- What is being asked:
Copy each of the entries below word for word, leaving out the pictures.

- Extracted material:
- - - - - - -

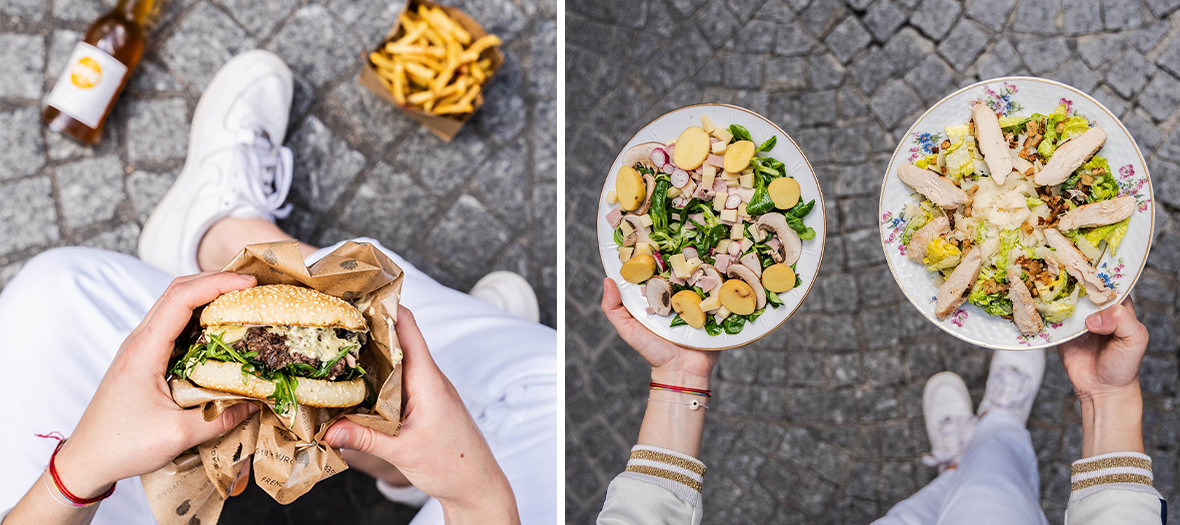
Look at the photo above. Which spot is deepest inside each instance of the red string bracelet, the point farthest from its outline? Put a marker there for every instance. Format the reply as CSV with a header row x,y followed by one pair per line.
x,y
57,479
659,386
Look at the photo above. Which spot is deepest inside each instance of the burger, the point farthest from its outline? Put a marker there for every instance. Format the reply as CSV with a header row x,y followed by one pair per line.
x,y
292,345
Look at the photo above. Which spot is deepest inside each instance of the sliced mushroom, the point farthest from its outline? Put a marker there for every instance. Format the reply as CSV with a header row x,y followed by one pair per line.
x,y
640,153
650,183
746,274
642,233
659,293
752,262
792,245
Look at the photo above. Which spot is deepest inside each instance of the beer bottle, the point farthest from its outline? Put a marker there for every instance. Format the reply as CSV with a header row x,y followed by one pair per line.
x,y
97,71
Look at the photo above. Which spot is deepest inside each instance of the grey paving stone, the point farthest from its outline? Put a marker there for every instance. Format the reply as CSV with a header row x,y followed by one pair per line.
x,y
1129,73
204,40
323,165
825,72
392,207
308,54
936,18
24,63
1000,61
261,17
992,14
1121,14
967,43
27,211
1036,17
847,38
1097,50
1082,17
930,78
90,190
893,102
906,48
883,18
161,129
24,150
871,69
1161,96
1043,56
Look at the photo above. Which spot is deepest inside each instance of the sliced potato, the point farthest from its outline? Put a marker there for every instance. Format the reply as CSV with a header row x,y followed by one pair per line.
x,y
739,155
778,277
739,297
784,191
688,304
640,268
692,149
629,188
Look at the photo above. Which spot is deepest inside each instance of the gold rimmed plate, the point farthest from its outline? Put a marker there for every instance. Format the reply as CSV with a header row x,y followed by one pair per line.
x,y
1016,96
666,129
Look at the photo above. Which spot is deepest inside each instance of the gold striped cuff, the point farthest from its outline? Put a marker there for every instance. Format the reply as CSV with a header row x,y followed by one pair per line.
x,y
1085,466
654,455
1112,479
666,474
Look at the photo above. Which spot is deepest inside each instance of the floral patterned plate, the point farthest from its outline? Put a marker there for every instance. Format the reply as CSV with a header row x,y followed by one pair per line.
x,y
1016,96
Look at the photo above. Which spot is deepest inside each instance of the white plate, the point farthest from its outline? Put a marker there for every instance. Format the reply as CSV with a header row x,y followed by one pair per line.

- - - - - - -

- Task response:
Look at the photo above. Which spot is deepest inside each instance of the red string bracelet, the point farthest from its outline? Put a marker there for every instance. Format the reply as CSV with a header row x,y followed by one pair per line.
x,y
57,479
659,386
Look at the photo above. Which spot is deepest inside each instance of the burger, the point farthest from its outline? Put a marker there for every instance. Format the reply as CSV with a header row x,y followed by one pair per line.
x,y
292,345
Look at the photo above. Which spot is deepest inside each instance of the sliced mushroom, the point farthest from its outline? Put a marker there for every instance. Format the reply as CSV with a header row x,y followed by one pair per line.
x,y
640,153
650,183
746,274
642,233
659,293
752,262
792,245
Look at the photo above. Which spot is deepest inside each instance of the beer bottle, the point farthest from its outline? Put a marker there for every instance. Format the reply as CSV with a header row x,y followed by one pair per line.
x,y
97,71
Look at the photo above. Which spot is deepest inside each instance of the grey paving stone, the point farthest from its outline? Put a marker there for every instance. Format the reply as CSV with a header row x,y followed by one pair per line.
x,y
1129,73
204,40
323,165
825,72
392,207
308,54
936,18
24,63
1000,61
261,17
992,14
1121,14
967,43
27,211
1036,17
847,38
1097,50
1082,17
930,78
90,190
893,102
906,48
883,18
161,129
24,150
871,69
1161,96
1043,56
Look at the photo above. Which spot is deepest inside each instance of the sliced potato, the point farthest from its outline? Put a marker there for every instance. Format the reply as CSV with a header row x,y followed by one pair per line.
x,y
739,155
778,277
739,297
784,191
688,304
640,268
692,149
629,188
Look at the photo above. Which spot is deepest inside each instance of the gold rimmed plate, the point farthest from its outline? Put a marker there for every instance. Format the reply as CSV with a header row x,y followed by one pair per line.
x,y
1016,96
666,129
Look at the photo above. Which spot is deepest inside each instance of the gold striped cuff, the point farthest from its outline? Put a marker there for every instance. Format the reply as CSV with a header row x,y followed by one pair per line.
x,y
1085,466
654,455
1112,479
666,474
Look at the photo above. Which spot is deepest inside each instance of the floral patterned plate, the point farthest from its outline? Put a marker there for every instance. Format the reply as CSV with a header row x,y followed by one pair per line.
x,y
1016,96
Look at the photo above. Which spot is deepest inside each instance of the white plate, the point farthest from its outline? Put a marker there for every instance. Format the reply as CSV with a header row x,y followed by one pair per line.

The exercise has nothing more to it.